--- WHAT THE TASK REQUIRES ---
Pick out each line below that contains the word "rise" and copy those lines in full.

--- THE DATA ---
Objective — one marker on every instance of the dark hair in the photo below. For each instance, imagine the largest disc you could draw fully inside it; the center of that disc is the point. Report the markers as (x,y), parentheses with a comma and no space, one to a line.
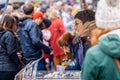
(9,21)
(85,16)
(28,9)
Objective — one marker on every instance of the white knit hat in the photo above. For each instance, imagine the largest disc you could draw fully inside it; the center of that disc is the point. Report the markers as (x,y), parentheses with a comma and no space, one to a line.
(108,14)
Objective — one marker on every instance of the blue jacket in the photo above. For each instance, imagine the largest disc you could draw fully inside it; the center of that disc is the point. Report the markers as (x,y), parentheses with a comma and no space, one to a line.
(8,58)
(31,44)
(77,50)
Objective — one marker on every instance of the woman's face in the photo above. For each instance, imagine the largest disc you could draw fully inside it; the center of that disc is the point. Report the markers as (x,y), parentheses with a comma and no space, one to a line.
(79,27)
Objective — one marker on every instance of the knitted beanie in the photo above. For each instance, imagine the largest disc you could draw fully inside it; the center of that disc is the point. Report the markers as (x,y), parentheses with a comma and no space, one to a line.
(38,15)
(107,14)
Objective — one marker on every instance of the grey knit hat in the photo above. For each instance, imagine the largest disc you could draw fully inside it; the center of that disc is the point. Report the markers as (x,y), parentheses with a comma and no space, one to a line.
(107,14)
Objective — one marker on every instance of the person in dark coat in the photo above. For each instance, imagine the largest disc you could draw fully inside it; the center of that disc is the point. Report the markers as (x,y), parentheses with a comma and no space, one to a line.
(82,18)
(9,61)
(29,36)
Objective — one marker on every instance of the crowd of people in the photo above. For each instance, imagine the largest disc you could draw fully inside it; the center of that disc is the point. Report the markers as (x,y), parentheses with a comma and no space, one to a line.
(60,34)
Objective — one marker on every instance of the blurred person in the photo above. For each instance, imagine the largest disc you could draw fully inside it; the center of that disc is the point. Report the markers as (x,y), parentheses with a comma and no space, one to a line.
(45,35)
(9,61)
(57,29)
(102,61)
(67,40)
(82,18)
(9,9)
(68,19)
(29,36)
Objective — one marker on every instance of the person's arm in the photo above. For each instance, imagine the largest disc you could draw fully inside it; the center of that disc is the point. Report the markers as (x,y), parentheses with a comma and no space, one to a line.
(90,67)
(12,49)
(35,37)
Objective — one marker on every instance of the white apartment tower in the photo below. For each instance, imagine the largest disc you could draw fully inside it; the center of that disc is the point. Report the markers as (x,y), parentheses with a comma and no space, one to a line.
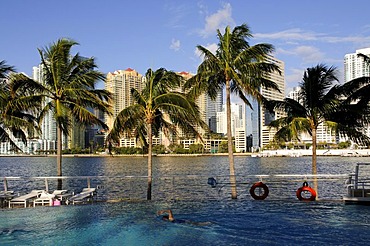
(48,136)
(238,125)
(265,117)
(119,83)
(355,66)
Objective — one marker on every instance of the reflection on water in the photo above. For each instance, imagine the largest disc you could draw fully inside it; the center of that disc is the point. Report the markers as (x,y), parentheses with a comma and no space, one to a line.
(233,222)
(178,178)
(180,183)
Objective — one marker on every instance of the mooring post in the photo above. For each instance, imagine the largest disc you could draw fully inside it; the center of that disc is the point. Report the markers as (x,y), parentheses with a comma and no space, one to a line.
(5,185)
(46,185)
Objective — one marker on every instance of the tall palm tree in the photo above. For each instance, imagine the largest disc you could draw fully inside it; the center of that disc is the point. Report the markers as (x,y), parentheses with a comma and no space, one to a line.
(354,110)
(240,68)
(319,98)
(18,106)
(68,87)
(158,107)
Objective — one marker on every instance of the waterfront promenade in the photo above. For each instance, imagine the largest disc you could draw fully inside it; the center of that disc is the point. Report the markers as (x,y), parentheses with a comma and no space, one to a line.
(264,153)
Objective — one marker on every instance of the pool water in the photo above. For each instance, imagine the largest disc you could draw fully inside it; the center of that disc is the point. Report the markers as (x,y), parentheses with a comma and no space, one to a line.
(233,222)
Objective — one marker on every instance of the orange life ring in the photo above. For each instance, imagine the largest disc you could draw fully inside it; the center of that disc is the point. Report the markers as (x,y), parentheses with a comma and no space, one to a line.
(259,196)
(306,189)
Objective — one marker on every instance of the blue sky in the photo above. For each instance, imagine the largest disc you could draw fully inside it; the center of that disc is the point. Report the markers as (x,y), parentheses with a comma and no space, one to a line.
(153,34)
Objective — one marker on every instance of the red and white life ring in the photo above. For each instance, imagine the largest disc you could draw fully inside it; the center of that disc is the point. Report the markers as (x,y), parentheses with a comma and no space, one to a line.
(259,196)
(305,190)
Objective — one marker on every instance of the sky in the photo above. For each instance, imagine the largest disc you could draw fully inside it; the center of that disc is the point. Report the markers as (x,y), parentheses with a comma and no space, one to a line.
(152,34)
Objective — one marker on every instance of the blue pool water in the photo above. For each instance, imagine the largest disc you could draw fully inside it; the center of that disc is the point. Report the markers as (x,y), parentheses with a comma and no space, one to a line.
(237,222)
(181,184)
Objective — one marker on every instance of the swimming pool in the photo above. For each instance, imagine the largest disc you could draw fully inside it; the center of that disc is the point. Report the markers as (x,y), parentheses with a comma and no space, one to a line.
(233,222)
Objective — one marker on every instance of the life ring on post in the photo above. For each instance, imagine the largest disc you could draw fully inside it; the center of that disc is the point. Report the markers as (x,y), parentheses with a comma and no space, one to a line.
(305,189)
(260,196)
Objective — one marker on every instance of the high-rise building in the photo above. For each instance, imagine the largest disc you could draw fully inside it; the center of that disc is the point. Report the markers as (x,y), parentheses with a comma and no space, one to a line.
(355,66)
(259,117)
(48,136)
(213,106)
(119,83)
(238,125)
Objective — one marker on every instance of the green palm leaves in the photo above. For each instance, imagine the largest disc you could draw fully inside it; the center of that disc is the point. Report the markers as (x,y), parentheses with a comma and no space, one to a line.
(68,87)
(240,68)
(159,107)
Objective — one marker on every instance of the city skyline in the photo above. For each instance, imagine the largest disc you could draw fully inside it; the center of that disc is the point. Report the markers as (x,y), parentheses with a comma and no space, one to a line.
(143,35)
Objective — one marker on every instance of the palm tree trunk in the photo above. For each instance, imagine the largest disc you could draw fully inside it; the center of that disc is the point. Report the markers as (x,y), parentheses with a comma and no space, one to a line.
(230,142)
(150,163)
(59,156)
(314,162)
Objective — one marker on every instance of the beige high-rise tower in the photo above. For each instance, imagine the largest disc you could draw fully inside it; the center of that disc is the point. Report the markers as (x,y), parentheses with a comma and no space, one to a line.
(119,83)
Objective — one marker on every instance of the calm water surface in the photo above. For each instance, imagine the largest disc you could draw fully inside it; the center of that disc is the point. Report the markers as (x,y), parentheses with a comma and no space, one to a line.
(180,183)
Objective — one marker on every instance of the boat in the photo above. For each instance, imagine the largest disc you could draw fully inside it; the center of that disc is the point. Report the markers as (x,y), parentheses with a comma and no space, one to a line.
(358,185)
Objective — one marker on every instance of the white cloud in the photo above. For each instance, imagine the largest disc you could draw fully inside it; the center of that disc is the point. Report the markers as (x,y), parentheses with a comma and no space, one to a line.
(175,45)
(297,34)
(309,54)
(290,34)
(219,20)
(211,47)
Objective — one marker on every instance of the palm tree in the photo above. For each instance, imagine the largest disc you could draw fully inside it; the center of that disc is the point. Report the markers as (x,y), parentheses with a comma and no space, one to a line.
(319,99)
(18,105)
(158,107)
(68,88)
(240,68)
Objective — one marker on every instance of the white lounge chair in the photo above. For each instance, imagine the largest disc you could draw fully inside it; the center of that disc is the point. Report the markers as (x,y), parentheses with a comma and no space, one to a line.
(44,198)
(5,196)
(87,194)
(62,195)
(25,199)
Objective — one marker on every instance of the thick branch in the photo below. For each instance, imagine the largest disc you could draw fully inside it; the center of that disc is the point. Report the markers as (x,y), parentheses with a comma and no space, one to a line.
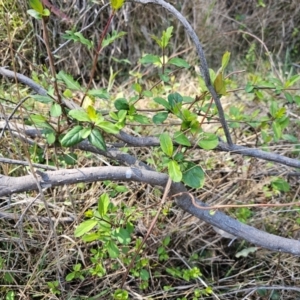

--- SOLUTION TO THIS PROBLEM ---
Objective — one marker on every instance of the high-rise building in the photo above. For each instance, imagine the largest disc you could draw fully inside it; the center of that disc is the point. Report the markers as (x,y), parentheses with a comma and no space, one to a line.
Objective — one marker on every instance of the beige high-rise tower in the photo above. For each instance, imagine the largest disc you could draw fully inside it; the center of that disc is the point. Report the markers as (x,y), parentheses with a comma and no space, one to a line.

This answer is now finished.